== What is being asked ==
Revise the excerpt on California and the American Dream from "The American Dream, as" to "your teeming shore.", replacing "yearning" with "longing".

Excerpt to read below:

None of this is meant to be pollyannaish. But it is meant to point out an obvious truth: that as much of the country turns its back on refugees, withdraws state protections from vulnerable groups—be they members of the LGBT community, or young women seeking access to abortions or other medical assistance—wages a de facto war on the environment and so on, California can and will continue to work aggressively to protect the integrity of its air, water and land, will welcome immigrants, and will continue to extend protections to minorities.
Because of this, ever more people will seek out states like California as havens in a hostile, backward-looking America. It’s entirely possible, as a result, that our state will see a fascinating political and cultural renaissance, that the horrors of Trumpism will actually propel California further leftward. It’s likely that our campuses will become as active as they were a half-century ago, and that our cities will see mass street protests.
The middle doesn’t drop out of powerful socio-economic systems very often. And, when it does, the results are terrifying—as witnessed in revolutionary Russia after October 1917, or in Germany as the Weimar Republic collapsed into Nazism. That is what has happened in the United States with Trump’s rise and now his assumption of the presidency. The old order, from the two main political parties, to the bipartisan foreign policy consensus, to the authority wielded by many establishment news outlets and the old federal bureaucratic structures—those that guided the United States during its hyperpower, internationalist decades—are now at the mercy of a Trump who is both crassly inward-looking and, at the same time, ruthlessly nationalistic.
The American Dream, as it was embodied in Emma Lazarus’ poem “The New Colossus,” carved into the Statue of Liberty, and as it was thought of and looked to as a source of inspiration throughout the 20th century, cannot co-exist with Trumpite politics and culture. If it is to survive, it is going to do so in states such as California—states that resist both the violence of Trumpism and also the shrunken sense of human possibility encoded in its political message. It is to states such as California that the heirs of Lazarus’ extraordinary vision will now have to look:
“Give me your tired, your poor,
Your huddled masses yearning to breathe free,
The wretched refuse of your teeming shore.
Send these, the homeless, tempest-tost to me,
I lift my lamp beside the golden door!”

End of Excerpt to read.
Material supplied below:

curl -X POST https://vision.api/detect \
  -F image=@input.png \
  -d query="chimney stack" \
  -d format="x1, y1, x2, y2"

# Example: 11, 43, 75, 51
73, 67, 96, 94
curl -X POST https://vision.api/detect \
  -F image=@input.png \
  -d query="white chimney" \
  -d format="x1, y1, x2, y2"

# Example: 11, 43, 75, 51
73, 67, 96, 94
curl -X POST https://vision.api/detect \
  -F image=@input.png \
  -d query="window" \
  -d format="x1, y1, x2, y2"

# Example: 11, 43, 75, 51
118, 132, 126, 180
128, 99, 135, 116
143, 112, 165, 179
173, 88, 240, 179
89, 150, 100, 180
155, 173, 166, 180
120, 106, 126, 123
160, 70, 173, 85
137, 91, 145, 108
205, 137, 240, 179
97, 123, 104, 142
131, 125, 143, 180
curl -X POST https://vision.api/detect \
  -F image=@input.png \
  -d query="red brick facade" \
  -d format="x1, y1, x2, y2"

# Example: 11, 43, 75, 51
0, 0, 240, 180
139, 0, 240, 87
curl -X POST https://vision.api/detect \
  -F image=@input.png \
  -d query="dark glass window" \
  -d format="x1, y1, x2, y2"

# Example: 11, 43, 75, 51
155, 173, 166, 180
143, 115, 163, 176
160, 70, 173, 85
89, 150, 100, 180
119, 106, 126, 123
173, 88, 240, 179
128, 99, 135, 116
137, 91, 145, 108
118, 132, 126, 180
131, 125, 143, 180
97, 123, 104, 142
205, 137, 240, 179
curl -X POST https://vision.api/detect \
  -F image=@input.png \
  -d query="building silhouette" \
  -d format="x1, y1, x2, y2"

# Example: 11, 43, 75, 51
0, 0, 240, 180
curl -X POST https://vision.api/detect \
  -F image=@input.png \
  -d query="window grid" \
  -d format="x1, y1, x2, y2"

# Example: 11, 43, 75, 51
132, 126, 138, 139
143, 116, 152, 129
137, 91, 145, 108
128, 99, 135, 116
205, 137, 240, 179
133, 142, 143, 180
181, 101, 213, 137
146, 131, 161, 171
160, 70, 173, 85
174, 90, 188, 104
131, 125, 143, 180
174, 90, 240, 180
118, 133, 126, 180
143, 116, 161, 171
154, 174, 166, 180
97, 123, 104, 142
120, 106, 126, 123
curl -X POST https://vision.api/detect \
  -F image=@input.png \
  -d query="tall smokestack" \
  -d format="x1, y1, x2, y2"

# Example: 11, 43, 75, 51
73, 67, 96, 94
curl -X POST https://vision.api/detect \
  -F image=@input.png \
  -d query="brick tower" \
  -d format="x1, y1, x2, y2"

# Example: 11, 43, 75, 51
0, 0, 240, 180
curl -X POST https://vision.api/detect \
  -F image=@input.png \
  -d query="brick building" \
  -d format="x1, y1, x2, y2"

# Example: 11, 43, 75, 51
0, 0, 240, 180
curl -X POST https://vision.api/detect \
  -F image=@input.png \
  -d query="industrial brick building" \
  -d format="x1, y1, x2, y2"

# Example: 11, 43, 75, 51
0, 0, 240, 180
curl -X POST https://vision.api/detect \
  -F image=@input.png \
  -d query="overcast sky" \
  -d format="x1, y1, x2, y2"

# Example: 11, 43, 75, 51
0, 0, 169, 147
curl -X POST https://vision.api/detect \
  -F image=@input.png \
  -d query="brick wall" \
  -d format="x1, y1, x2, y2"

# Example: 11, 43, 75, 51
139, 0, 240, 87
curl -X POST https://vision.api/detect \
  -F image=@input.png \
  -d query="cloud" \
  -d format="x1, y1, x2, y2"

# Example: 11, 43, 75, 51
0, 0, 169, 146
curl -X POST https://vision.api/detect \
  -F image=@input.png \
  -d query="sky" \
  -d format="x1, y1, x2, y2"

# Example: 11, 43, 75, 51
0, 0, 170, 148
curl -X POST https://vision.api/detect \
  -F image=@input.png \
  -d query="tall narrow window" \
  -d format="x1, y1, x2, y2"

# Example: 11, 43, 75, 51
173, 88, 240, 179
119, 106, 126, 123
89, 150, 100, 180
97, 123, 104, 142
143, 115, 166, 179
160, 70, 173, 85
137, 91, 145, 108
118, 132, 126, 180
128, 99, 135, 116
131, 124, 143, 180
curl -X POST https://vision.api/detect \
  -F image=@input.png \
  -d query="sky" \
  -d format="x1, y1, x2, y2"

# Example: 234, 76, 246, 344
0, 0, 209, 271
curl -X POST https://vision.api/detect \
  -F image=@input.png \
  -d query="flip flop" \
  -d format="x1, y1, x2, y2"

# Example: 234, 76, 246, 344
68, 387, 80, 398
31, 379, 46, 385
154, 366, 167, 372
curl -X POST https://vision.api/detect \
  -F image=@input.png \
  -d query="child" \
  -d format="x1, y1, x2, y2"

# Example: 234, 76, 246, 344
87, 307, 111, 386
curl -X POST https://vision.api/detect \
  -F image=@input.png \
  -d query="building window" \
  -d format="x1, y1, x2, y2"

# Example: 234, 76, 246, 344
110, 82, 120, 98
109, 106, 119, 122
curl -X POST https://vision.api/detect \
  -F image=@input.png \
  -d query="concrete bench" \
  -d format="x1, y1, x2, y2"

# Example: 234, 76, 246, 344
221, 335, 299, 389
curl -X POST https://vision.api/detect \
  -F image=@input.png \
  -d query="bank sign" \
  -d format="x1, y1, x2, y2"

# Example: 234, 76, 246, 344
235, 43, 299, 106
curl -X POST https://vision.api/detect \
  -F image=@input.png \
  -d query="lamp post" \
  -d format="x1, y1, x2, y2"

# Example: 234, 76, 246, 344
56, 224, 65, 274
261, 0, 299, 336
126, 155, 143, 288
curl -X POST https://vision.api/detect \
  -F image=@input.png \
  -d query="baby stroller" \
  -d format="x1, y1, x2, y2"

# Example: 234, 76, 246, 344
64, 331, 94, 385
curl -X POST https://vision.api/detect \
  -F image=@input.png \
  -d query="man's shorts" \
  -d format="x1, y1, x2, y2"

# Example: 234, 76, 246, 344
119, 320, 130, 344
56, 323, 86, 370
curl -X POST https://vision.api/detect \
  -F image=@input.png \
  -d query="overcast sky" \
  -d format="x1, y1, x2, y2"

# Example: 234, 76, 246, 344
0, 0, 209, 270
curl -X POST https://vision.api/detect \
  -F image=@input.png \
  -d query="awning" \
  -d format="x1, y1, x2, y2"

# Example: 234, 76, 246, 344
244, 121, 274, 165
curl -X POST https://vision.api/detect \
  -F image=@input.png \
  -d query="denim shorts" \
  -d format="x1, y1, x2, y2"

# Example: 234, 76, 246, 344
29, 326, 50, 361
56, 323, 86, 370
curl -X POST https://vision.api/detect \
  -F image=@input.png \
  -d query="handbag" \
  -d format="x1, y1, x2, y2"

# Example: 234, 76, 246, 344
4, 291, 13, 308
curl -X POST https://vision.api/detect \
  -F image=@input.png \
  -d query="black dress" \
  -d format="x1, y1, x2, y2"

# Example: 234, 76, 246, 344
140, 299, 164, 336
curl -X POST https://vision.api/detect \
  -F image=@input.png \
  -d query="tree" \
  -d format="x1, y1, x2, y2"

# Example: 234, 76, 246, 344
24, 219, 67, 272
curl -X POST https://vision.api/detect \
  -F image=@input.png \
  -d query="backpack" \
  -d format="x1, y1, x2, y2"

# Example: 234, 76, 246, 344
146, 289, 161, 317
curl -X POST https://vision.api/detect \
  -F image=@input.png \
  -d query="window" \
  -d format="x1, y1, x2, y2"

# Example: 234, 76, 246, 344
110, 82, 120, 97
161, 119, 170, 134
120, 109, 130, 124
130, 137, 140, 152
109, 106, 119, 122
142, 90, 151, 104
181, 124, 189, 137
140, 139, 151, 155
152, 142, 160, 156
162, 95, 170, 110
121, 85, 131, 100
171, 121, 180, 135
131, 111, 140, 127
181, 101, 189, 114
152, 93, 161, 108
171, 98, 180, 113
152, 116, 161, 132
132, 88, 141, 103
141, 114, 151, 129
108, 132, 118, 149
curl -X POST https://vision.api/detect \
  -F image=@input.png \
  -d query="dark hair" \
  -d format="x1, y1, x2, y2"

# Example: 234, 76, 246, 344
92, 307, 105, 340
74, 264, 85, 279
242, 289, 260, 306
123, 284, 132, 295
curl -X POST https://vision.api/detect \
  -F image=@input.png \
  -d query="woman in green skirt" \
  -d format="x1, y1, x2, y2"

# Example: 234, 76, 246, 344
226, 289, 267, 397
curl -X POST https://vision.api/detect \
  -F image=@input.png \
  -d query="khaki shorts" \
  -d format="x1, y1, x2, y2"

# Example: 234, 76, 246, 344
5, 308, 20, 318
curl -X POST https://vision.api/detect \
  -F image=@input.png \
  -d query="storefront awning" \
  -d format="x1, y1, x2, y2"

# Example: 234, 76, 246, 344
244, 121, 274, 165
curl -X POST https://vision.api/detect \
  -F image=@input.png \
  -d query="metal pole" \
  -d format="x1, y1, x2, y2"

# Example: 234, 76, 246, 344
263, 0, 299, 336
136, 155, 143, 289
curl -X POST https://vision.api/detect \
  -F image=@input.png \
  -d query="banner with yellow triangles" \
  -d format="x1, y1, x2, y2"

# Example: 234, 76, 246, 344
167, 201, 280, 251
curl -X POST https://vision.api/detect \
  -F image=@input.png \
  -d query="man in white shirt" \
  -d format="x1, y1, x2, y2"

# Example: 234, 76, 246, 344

End of Material supplied.

== Answer section ==
The American Dream, as it was embodied in Emma Lazarus’ poem “The New Colossus,” carved into the Statue of Liberty, and as it was thought of and looked to as a source of inspiration throughout the 20th century, cannot co-exist with Trumpite politics and culture. If it is to survive, it is going to do so in states such as California—states that resist both the violence of Trumpism and also the shrunken sense of human possibility encoded in its political message. It is to states such as California that the heirs of Lazarus’ extraordinary vision will now have to look:
“Give me your tired, your poor,
Your huddled masses longing to breathe free,
The wretched refuse of your teeming shore.